Data

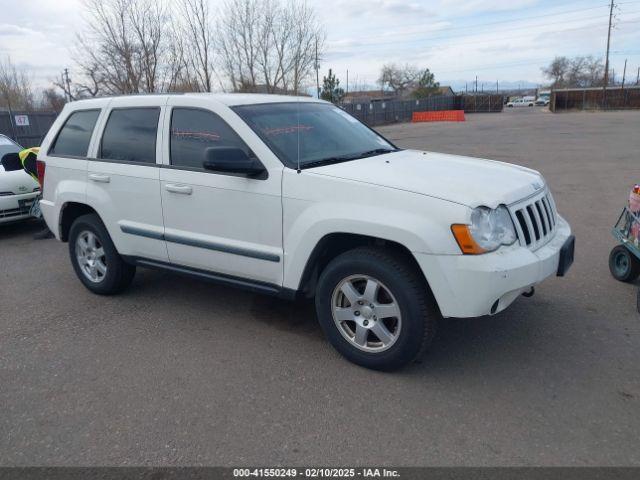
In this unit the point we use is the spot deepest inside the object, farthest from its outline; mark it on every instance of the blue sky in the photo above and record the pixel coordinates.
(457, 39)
--
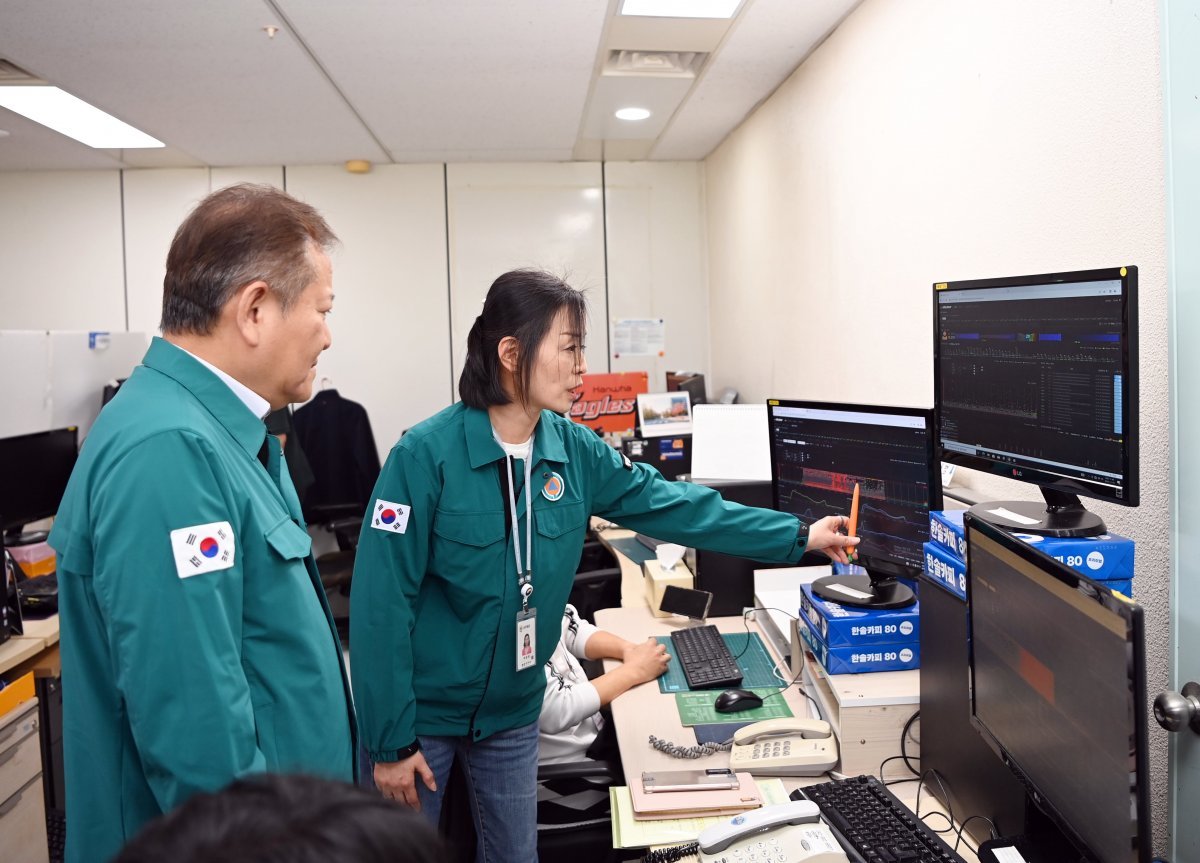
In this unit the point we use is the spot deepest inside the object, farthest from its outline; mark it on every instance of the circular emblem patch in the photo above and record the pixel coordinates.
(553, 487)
* * *
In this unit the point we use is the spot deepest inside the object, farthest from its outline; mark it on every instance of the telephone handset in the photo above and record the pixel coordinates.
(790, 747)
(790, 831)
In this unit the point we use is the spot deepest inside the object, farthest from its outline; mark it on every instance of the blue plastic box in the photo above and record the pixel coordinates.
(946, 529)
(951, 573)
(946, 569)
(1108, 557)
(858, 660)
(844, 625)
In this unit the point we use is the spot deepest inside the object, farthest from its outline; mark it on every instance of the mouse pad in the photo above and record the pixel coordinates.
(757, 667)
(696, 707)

Written instruction
Count the lines in the entries above that contain the word "outline". Case matters. Give only the number.

Response below
5